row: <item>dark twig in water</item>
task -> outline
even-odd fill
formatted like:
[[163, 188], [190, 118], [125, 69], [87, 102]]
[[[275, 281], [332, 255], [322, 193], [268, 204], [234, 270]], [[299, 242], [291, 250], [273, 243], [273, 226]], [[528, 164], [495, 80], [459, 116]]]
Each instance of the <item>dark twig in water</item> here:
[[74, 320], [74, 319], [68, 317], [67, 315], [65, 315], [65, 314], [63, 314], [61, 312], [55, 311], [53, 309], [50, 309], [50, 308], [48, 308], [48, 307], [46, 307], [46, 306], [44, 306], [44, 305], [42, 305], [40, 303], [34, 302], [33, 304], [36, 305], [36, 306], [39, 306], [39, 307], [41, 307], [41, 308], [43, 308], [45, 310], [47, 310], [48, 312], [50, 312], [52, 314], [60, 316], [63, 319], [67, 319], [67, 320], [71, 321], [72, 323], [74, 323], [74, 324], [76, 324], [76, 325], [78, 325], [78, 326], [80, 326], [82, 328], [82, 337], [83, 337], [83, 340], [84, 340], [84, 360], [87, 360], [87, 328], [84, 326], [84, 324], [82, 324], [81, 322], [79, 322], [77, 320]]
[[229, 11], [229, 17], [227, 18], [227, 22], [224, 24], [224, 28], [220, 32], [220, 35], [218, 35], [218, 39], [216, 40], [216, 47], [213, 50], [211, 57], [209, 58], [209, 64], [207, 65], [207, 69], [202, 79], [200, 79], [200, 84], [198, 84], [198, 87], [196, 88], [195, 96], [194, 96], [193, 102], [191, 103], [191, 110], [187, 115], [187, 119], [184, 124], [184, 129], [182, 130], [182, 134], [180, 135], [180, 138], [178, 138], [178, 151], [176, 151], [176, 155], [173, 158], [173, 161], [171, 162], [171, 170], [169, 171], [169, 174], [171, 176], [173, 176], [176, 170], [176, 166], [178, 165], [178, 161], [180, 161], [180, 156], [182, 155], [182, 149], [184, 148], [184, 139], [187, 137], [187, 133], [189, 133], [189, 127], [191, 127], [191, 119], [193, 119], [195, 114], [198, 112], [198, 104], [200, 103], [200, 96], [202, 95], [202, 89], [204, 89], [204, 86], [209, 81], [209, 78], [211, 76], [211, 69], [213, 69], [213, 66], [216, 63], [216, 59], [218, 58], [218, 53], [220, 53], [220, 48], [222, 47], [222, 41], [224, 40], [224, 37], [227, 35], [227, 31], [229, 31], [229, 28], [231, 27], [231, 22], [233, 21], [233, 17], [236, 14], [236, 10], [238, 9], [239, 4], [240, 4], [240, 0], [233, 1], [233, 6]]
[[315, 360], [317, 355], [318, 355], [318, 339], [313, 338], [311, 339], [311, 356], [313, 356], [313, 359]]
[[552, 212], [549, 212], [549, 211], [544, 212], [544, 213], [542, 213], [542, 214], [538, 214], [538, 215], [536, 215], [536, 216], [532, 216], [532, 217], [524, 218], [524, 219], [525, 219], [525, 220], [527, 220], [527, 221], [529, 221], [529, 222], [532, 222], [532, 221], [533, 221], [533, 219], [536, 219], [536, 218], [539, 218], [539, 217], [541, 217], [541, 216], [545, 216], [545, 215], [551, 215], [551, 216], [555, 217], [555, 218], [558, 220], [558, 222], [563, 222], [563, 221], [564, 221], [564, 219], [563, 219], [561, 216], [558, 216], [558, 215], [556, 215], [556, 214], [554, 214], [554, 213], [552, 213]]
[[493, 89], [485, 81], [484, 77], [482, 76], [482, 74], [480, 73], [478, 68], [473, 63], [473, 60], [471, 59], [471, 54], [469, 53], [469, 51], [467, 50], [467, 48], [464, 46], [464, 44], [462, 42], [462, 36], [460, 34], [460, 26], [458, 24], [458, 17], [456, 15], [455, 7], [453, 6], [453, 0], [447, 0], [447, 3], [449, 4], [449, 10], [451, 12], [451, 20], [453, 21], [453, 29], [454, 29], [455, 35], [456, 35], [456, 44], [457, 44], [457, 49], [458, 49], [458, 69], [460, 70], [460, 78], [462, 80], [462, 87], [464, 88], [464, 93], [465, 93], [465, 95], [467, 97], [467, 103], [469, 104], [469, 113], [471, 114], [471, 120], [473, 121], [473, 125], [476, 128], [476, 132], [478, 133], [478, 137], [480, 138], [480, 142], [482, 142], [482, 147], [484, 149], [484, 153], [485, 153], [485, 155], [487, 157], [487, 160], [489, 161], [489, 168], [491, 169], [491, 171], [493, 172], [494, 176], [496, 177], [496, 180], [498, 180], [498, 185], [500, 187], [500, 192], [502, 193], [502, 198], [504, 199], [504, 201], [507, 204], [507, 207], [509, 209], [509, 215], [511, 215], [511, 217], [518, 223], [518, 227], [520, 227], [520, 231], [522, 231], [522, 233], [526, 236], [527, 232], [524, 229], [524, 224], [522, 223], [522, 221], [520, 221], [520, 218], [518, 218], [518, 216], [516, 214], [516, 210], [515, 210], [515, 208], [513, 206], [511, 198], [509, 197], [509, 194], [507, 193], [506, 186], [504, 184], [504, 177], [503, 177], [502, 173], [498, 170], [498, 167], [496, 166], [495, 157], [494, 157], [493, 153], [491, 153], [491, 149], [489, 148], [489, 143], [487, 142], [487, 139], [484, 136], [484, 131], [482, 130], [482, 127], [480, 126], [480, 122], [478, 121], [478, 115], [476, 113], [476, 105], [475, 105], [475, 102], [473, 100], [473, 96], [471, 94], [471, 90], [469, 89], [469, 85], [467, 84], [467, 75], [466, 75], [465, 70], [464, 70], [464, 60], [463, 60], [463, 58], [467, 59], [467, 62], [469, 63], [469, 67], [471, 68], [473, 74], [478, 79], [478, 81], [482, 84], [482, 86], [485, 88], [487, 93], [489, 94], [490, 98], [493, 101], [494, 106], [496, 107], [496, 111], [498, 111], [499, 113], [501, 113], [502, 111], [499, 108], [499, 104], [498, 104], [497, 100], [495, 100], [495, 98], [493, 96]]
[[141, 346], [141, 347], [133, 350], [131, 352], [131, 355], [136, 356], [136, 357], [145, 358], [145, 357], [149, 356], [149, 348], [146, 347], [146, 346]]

> _Work instructions_
Reproduce the data above in full, substituting "submerged branch" for every occurrence of "dark twig in water" and leaving everything else untouched.

> _Exercise result_
row: <item>submerged branch</item>
task -> outline
even-odd fill
formatted like:
[[163, 188], [190, 118], [125, 69], [87, 102]]
[[[275, 281], [332, 255], [322, 193], [268, 204], [234, 270]], [[299, 242], [291, 250], [273, 243], [273, 226]], [[528, 164], [495, 80], [459, 116]]]
Each instance of the <item>submerged branch</item> here:
[[74, 320], [74, 319], [68, 317], [67, 315], [65, 315], [65, 314], [63, 314], [61, 312], [55, 311], [53, 309], [50, 309], [50, 308], [48, 308], [48, 307], [46, 307], [46, 306], [44, 306], [44, 305], [42, 305], [40, 303], [34, 302], [33, 304], [36, 305], [36, 306], [39, 306], [39, 307], [41, 307], [41, 308], [43, 308], [45, 310], [47, 310], [48, 312], [50, 312], [52, 314], [60, 316], [63, 319], [67, 319], [67, 320], [71, 321], [72, 323], [74, 323], [74, 324], [76, 324], [76, 325], [78, 325], [78, 326], [80, 326], [82, 328], [82, 337], [83, 337], [83, 340], [84, 340], [84, 360], [87, 360], [87, 328], [84, 326], [84, 324], [82, 324], [81, 322], [79, 322], [77, 320]]
[[229, 11], [229, 17], [227, 18], [227, 22], [224, 24], [224, 28], [220, 32], [220, 35], [218, 35], [218, 39], [216, 40], [216, 47], [213, 50], [211, 57], [209, 58], [209, 64], [207, 65], [207, 69], [202, 79], [200, 79], [200, 84], [198, 84], [198, 87], [196, 88], [195, 96], [194, 96], [193, 102], [191, 103], [191, 110], [187, 115], [187, 119], [184, 124], [184, 129], [182, 130], [182, 134], [180, 135], [180, 138], [178, 138], [178, 151], [176, 151], [176, 155], [173, 158], [173, 161], [171, 162], [171, 170], [169, 171], [169, 174], [171, 176], [173, 176], [176, 170], [176, 166], [178, 165], [178, 161], [180, 161], [180, 156], [182, 155], [182, 149], [184, 148], [184, 139], [187, 137], [187, 133], [189, 133], [189, 127], [191, 127], [191, 119], [193, 119], [195, 114], [198, 112], [198, 104], [200, 103], [200, 96], [202, 95], [202, 89], [204, 89], [204, 86], [209, 81], [209, 78], [211, 76], [211, 69], [213, 69], [213, 66], [216, 63], [216, 59], [218, 58], [218, 53], [220, 53], [220, 48], [222, 47], [222, 41], [224, 40], [224, 37], [227, 35], [227, 31], [229, 31], [229, 28], [231, 27], [231, 22], [233, 21], [233, 17], [236, 14], [236, 10], [238, 9], [239, 4], [240, 4], [240, 0], [233, 1], [233, 6]]
[[315, 360], [317, 355], [318, 355], [318, 339], [313, 338], [311, 339], [311, 356], [313, 356], [313, 359]]
[[552, 212], [549, 212], [549, 211], [544, 212], [544, 213], [542, 213], [542, 214], [538, 214], [538, 215], [536, 215], [536, 216], [532, 216], [532, 217], [524, 218], [524, 219], [525, 219], [525, 220], [527, 220], [527, 221], [529, 221], [529, 222], [532, 222], [532, 221], [533, 221], [533, 219], [536, 219], [536, 218], [539, 218], [539, 217], [541, 217], [541, 216], [545, 216], [545, 215], [551, 215], [551, 216], [555, 217], [555, 218], [558, 220], [558, 222], [563, 222], [563, 221], [564, 221], [564, 219], [563, 219], [561, 216], [558, 216], [558, 215], [556, 215], [556, 214], [554, 214], [554, 213], [552, 213]]
[[493, 89], [485, 81], [484, 77], [482, 76], [482, 74], [480, 73], [478, 68], [473, 63], [473, 60], [471, 59], [471, 54], [469, 53], [469, 51], [467, 50], [467, 48], [464, 46], [464, 44], [462, 42], [462, 36], [460, 34], [460, 26], [458, 24], [458, 17], [456, 15], [455, 7], [453, 6], [453, 0], [447, 0], [447, 3], [449, 4], [449, 10], [451, 12], [451, 20], [453, 21], [453, 29], [454, 29], [455, 35], [456, 35], [456, 44], [457, 44], [457, 49], [458, 49], [458, 69], [460, 70], [460, 78], [462, 80], [462, 87], [464, 88], [464, 93], [465, 93], [465, 95], [467, 97], [467, 103], [469, 104], [469, 113], [471, 114], [471, 120], [473, 121], [473, 125], [476, 128], [476, 132], [478, 133], [478, 137], [480, 138], [480, 142], [482, 142], [482, 147], [484, 149], [484, 153], [485, 153], [485, 155], [487, 157], [487, 160], [489, 161], [489, 168], [491, 169], [491, 171], [493, 172], [494, 176], [496, 177], [496, 180], [498, 180], [498, 185], [500, 187], [500, 192], [502, 193], [502, 198], [504, 199], [504, 201], [507, 204], [507, 207], [509, 209], [509, 215], [511, 215], [511, 217], [518, 223], [518, 227], [520, 227], [520, 231], [522, 231], [522, 233], [526, 236], [527, 232], [524, 229], [524, 224], [522, 223], [522, 221], [520, 221], [520, 218], [518, 218], [518, 216], [516, 214], [516, 210], [515, 210], [515, 208], [513, 206], [511, 198], [509, 197], [509, 194], [507, 193], [506, 186], [504, 184], [504, 177], [503, 177], [502, 173], [498, 170], [498, 167], [496, 166], [495, 157], [494, 157], [493, 153], [491, 153], [491, 149], [489, 148], [489, 143], [487, 142], [487, 139], [484, 136], [484, 131], [482, 130], [482, 127], [480, 126], [480, 122], [478, 121], [478, 115], [476, 113], [476, 105], [475, 105], [475, 102], [473, 100], [473, 96], [471, 94], [471, 90], [469, 89], [469, 85], [467, 84], [467, 75], [466, 75], [465, 70], [464, 70], [464, 60], [463, 60], [463, 58], [467, 59], [467, 62], [469, 63], [469, 67], [471, 68], [473, 74], [478, 79], [478, 81], [482, 84], [482, 86], [485, 88], [487, 93], [489, 94], [490, 98], [493, 101], [494, 106], [496, 107], [496, 111], [498, 111], [499, 113], [501, 113], [502, 111], [499, 108], [499, 104], [498, 104], [497, 100], [495, 100], [495, 98], [493, 96]]
[[141, 346], [141, 347], [133, 350], [131, 352], [131, 355], [136, 356], [136, 357], [145, 358], [145, 357], [149, 356], [149, 348], [146, 347], [146, 346]]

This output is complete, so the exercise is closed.